▸ Work required
Would you please restate every record exactly as written?

▸ Recorded information
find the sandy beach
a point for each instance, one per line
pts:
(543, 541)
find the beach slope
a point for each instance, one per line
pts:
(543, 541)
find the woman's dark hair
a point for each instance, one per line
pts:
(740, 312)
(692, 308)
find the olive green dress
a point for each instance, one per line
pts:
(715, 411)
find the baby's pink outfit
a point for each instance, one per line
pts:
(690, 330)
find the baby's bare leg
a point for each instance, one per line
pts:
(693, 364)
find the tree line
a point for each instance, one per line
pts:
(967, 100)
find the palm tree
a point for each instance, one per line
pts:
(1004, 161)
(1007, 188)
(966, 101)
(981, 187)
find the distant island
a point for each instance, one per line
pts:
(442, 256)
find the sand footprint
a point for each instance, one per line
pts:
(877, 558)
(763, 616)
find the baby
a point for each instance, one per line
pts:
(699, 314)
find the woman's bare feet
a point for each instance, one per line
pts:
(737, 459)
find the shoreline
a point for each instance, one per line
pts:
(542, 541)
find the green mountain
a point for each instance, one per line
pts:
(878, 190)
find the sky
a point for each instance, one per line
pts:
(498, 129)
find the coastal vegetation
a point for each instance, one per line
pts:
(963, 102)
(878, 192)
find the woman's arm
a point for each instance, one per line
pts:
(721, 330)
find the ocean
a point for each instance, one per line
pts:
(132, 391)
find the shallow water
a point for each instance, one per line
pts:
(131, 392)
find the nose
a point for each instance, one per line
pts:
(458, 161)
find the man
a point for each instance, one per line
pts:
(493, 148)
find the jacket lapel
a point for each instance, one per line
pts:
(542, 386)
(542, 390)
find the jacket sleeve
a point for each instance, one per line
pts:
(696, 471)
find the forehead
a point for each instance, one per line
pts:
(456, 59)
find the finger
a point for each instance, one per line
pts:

▸ Your response
find the sandy beach
a point for each instance, one per line
pts:
(543, 541)
find the beach slope
a point for each instance, one per line
pts:
(543, 541)
find the woman's dark hair
a point for each instance, one per line
pts:
(740, 312)
(692, 308)
find the olive green dress
a point for each instance, one per line
pts:
(715, 411)
find the baby's pink outfit
a point for each instance, one per line
pts:
(690, 330)
find the baby's bare leg
a point for each instance, one per line
pts:
(693, 364)
find the tree line
a point for each instance, one per line
pts:
(967, 100)
find the palm tree
a point for each instance, one per line
pts:
(1004, 161)
(1007, 188)
(966, 101)
(981, 187)
find the distant island
a point for each instance, one per line
pts:
(442, 256)
find the sand footprint
a point for each instance, one per line
pts:
(877, 558)
(763, 616)
find the baby
a point for each instance, one per line
pts:
(699, 314)
find the woman's bare feet
a point for each instance, one per line
pts:
(737, 459)
find the shoreline
a point for each instance, one per line
pts:
(542, 541)
find the green mountain
a point for each instance, one per line
pts:
(878, 190)
find the sky
a point for each instance, one per line
pts:
(498, 129)
find the coastal vegetation
a point for each instance, one per line
pts:
(963, 102)
(878, 192)
find the woman's arm
a point for each instance, one per line
pts:
(721, 330)
find the ocean
a point for each instance, one per line
pts:
(132, 391)
find the shallow water
a point for each instance, one per line
pts:
(131, 392)
find the nose
a point for each instance, one per line
pts:
(458, 161)
find the man
a point for each instance, one per line
pts:
(493, 148)
find the jacket lapel
a point for each instance, one per line
pts:
(542, 386)
(542, 390)
find the jacket sleeve
a point for each instance, one per line
pts:
(696, 471)
find the forehead
a point for each instance, one per line
pts:
(456, 59)
find the finger
a point for each instance, one per line
pts:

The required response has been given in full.